§ **YOUR OBJECTIVE**:
The task calls for every line of the data to be repeated exactly.

Records from a data source
::::
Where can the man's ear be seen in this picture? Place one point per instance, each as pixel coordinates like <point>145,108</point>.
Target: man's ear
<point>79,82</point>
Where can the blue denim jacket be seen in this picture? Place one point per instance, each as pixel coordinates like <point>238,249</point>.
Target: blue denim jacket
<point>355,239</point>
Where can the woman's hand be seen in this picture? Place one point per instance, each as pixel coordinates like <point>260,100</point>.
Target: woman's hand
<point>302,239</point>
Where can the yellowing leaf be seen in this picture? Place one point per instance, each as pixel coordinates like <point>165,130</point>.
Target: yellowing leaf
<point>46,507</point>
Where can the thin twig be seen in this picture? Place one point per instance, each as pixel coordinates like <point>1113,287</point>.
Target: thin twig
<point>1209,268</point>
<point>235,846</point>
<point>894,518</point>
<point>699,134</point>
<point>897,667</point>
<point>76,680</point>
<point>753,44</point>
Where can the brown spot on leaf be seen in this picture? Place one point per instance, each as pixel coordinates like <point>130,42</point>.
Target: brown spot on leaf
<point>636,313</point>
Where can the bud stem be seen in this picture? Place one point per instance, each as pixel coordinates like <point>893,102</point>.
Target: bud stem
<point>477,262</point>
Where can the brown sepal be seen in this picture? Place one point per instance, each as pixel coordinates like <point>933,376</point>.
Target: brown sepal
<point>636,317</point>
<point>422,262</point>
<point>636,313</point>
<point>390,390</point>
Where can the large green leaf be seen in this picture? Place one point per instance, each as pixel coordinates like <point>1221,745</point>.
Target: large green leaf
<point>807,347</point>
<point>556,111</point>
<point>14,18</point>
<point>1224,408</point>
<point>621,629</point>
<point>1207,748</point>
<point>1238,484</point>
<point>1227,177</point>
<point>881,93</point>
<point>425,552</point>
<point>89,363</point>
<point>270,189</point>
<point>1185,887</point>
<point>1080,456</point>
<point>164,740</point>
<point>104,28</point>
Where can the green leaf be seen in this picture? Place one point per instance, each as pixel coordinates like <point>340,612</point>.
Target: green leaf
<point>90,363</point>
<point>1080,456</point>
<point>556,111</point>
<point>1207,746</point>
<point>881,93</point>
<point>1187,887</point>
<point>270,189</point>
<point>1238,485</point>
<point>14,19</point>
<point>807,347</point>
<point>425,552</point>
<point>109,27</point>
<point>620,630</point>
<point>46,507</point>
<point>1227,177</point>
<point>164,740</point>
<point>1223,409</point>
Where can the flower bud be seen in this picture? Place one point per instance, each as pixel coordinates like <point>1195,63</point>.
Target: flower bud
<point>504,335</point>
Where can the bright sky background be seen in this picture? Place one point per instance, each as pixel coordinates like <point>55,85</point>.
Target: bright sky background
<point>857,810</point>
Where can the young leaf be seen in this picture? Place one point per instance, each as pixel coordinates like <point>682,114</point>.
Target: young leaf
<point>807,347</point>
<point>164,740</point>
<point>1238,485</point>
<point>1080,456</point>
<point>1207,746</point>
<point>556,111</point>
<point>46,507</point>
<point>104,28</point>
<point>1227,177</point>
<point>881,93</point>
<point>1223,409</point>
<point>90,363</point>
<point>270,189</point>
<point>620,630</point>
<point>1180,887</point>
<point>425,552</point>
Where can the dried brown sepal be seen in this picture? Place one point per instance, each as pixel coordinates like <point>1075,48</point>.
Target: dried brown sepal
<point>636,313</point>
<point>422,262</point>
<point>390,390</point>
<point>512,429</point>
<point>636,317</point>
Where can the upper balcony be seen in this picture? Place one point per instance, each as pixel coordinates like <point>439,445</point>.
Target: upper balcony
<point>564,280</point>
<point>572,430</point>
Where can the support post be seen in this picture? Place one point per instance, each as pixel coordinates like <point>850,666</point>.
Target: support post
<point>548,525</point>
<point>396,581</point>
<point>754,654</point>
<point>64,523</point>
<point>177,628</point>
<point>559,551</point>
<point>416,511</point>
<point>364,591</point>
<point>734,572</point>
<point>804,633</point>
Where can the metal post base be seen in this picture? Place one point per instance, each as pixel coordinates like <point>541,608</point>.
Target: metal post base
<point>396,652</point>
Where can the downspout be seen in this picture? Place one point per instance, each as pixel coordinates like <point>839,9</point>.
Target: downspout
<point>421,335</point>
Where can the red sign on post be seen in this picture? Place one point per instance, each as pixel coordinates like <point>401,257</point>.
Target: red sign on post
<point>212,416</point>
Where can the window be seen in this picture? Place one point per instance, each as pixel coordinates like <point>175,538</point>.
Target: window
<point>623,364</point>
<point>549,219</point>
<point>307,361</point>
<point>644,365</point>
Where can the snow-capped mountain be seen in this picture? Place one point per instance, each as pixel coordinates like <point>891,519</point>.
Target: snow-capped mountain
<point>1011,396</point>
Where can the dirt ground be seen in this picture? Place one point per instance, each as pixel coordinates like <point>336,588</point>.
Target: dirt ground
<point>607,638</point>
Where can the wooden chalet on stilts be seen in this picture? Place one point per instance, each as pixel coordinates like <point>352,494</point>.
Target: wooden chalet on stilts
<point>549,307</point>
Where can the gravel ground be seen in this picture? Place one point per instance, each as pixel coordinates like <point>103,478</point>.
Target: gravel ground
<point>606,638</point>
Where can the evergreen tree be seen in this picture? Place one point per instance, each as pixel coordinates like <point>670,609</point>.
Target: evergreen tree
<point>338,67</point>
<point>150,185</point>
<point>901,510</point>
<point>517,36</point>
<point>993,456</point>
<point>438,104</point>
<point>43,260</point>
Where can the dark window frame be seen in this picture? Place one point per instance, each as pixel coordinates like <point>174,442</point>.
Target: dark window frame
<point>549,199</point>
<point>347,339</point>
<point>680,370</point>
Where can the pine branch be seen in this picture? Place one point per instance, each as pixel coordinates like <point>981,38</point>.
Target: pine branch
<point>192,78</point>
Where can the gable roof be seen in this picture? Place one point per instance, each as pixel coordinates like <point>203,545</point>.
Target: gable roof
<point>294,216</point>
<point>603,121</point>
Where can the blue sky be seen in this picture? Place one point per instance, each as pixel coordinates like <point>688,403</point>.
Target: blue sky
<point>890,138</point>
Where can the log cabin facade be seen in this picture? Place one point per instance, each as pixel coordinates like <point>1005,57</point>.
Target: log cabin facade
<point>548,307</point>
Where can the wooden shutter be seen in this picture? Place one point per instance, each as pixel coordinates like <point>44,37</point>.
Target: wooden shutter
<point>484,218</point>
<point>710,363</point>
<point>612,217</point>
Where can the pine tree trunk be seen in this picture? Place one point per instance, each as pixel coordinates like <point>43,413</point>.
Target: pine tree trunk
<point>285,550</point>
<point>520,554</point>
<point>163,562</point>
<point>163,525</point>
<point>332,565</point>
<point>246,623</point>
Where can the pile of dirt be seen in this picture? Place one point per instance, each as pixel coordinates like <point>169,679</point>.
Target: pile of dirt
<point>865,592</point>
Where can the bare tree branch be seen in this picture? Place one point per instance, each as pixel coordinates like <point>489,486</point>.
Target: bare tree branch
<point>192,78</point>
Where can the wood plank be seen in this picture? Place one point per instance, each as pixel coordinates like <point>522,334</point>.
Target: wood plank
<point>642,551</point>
::::
§ **SOLUTION FOR THIS EXERCISE**:
Where can the man's ear be seen in this picture? Place one point per instance, each as pixel coordinates like <point>145,108</point>.
Target: man's ear
<point>79,82</point>
Where can the blue denim jacket be seen in this picture? Place one point per instance, each as pixel coordinates like <point>238,249</point>.
Target: blue denim jacket
<point>355,239</point>
Where can the woman's hand be seen in this picture? Place one point per instance, each as pixel coordinates like <point>260,100</point>.
Target: woman's hand
<point>302,239</point>
Where can the yellowing leaf be seen in this picture? Place one point per instance, each as pixel coordinates like <point>165,130</point>.
Target: yellowing leaf
<point>46,507</point>
Where can the thin twig be seen in this picture? Place one point per instance, each as pixel coordinates like <point>1113,287</point>.
Target: thin twig
<point>1209,268</point>
<point>235,846</point>
<point>894,518</point>
<point>699,134</point>
<point>897,667</point>
<point>76,680</point>
<point>753,44</point>
Where can the brown spot on leaf be seen in this picture? Place one point per instance, each as pixel coordinates like <point>130,42</point>.
Target: brown spot on leaf
<point>636,313</point>
Where can the bud stem be seen in this picture? Place one point per instance, each as pixel coordinates like <point>893,102</point>.
Target: bud stem
<point>477,262</point>
Where can the brown sepal be seen in this picture? Place one point per instance, each as pixel coordinates like <point>933,376</point>.
Target: brown sepal
<point>636,317</point>
<point>422,262</point>
<point>636,313</point>
<point>390,390</point>
Where can the large green leaf be seen in this picture? Place one point per instance, each as pixel coordinates like <point>1221,745</point>.
Target: large green leaf
<point>807,347</point>
<point>556,111</point>
<point>14,18</point>
<point>1224,408</point>
<point>621,629</point>
<point>1207,748</point>
<point>1238,484</point>
<point>1227,177</point>
<point>881,93</point>
<point>425,552</point>
<point>89,363</point>
<point>270,189</point>
<point>1185,887</point>
<point>1080,456</point>
<point>164,740</point>
<point>104,28</point>
Where can the green leaf be seen in this picture? Place one point per instance, each as pixel coordinates like <point>340,612</point>.
Target: green leaf
<point>90,363</point>
<point>1080,456</point>
<point>556,111</point>
<point>1207,746</point>
<point>881,93</point>
<point>1187,887</point>
<point>270,189</point>
<point>1238,485</point>
<point>14,19</point>
<point>807,347</point>
<point>425,552</point>
<point>109,27</point>
<point>620,630</point>
<point>46,507</point>
<point>1227,177</point>
<point>164,740</point>
<point>1223,409</point>
Where can the flower bud be seen in this picture? Place one point per instance, each as pixel coordinates like <point>1195,63</point>.
Target: flower bud
<point>504,335</point>
Where can the bright sky background be seen in this picture? Place one point per instance, each as pixel coordinates like <point>55,85</point>.
Target: bright sky background
<point>857,810</point>
Where can the young leaf be seen in this picture? Place one point per instance, each as pixel coordinates like <point>682,114</point>.
Target: young leaf
<point>807,347</point>
<point>164,740</point>
<point>1238,485</point>
<point>1080,456</point>
<point>1207,746</point>
<point>556,111</point>
<point>46,507</point>
<point>104,28</point>
<point>1227,177</point>
<point>881,93</point>
<point>1223,409</point>
<point>90,363</point>
<point>270,189</point>
<point>620,630</point>
<point>1180,887</point>
<point>425,552</point>
Where can the dried brown sepal be seen in this picture? Place one point per instance, each as pixel coordinates like <point>1075,48</point>.
Target: dried brown sepal
<point>636,313</point>
<point>422,262</point>
<point>390,390</point>
<point>512,429</point>
<point>636,317</point>
Where can the upper balcony be seen in this picture? Place one point per instance, each as pixel coordinates like <point>439,445</point>.
Target: upper balcony
<point>564,280</point>
<point>572,430</point>
Where can the support post be seen in this picture? Place one point per instance, each as pixel coordinates like <point>850,666</point>.
Target: support post
<point>548,525</point>
<point>396,581</point>
<point>754,654</point>
<point>64,523</point>
<point>177,628</point>
<point>559,551</point>
<point>416,511</point>
<point>364,591</point>
<point>734,572</point>
<point>804,633</point>
Where can the metal post base be seen in this picture? Place one point per instance, each as pixel coordinates like <point>541,608</point>.
Target: metal post base
<point>396,652</point>
Where can the downspout be seen in this picture? Place one point per instance, each as pixel coordinates like <point>839,9</point>.
Target: downspout
<point>421,335</point>
Where can the red sign on post be seen in this picture? Place one point per instance, each as pixel coordinates like <point>401,257</point>.
Target: red sign on post
<point>212,416</point>
Where can the window be seen in this picture? Place one point per instance, each as pixel coordinates like <point>175,538</point>.
Target: window
<point>623,364</point>
<point>549,219</point>
<point>307,361</point>
<point>644,365</point>
Where can the snow-capped mountain be seen in this picture? Place one point per instance, each as pixel coordinates like <point>891,519</point>.
Target: snow-capped mountain
<point>1011,396</point>
Where can the dirt ground be seen in this picture? Place one point per instance, each as pixel coordinates like <point>336,588</point>.
Target: dirt ground
<point>607,638</point>
Where can the wooden chalet on stilts be seen in this picture? Place one point per instance, each as pixel coordinates like <point>352,494</point>.
Target: wooden chalet on stilts
<point>549,307</point>
Where can the gravel ground be seen in this picture? Place one point per instance, each as pixel coordinates like <point>103,478</point>.
Target: gravel ground
<point>606,638</point>
Where can the evergreen tree be seen in this picture? Place one point per instance, each as pixel coordinates like <point>670,609</point>.
Target: evergreen tree
<point>338,67</point>
<point>150,185</point>
<point>901,510</point>
<point>517,36</point>
<point>993,456</point>
<point>438,104</point>
<point>43,260</point>
Where can the dark window frame be seen in this picture? Place one point per instance, each as pixel coordinates like <point>174,442</point>.
Target: dark window frame
<point>549,199</point>
<point>347,339</point>
<point>680,370</point>
Where can the pine branch be seen in this picture? Place one point per instance, each as pixel coordinates like <point>981,38</point>.
Target: pine branch
<point>192,78</point>
Where can the gable roof be seen in this picture? Place one point per instance, each as pixel coordinates like <point>203,545</point>.
Target: gable roof
<point>294,216</point>
<point>603,121</point>
Where can the blue sky be seen in this picture? Place one point per instance, each as pixel coordinates like <point>688,403</point>.
Target: blue sky
<point>890,138</point>
Where can the log cabin facade be seen in this picture? Place one point per instance, each as pixel coordinates like <point>1005,57</point>.
Target: log cabin facade
<point>548,307</point>
Where can the wooden shutter be seen in this picture? Place one point per instance, each as pixel coordinates like <point>44,37</point>.
Target: wooden shutter
<point>484,218</point>
<point>710,363</point>
<point>612,217</point>
Where can the pine tree trunk be seen in this picture? Place one point per instance, each as pixel coordinates like <point>43,413</point>.
Target: pine tree trunk
<point>285,550</point>
<point>520,554</point>
<point>163,562</point>
<point>163,525</point>
<point>332,565</point>
<point>246,623</point>
Where can the pile of dirt be seen in this picture? Place one point per instance, each as pixel coordinates like <point>169,679</point>.
Target: pile of dirt
<point>865,592</point>
Where can the bare tree branch be seen in this picture? Place one point per instance, each as pixel coordinates like <point>489,486</point>.
Target: bare tree branch
<point>192,78</point>
Where can the wood plank be seen in this picture? Place one point per instance, each as pixel coordinates like <point>522,334</point>.
Target: wood plank
<point>642,551</point>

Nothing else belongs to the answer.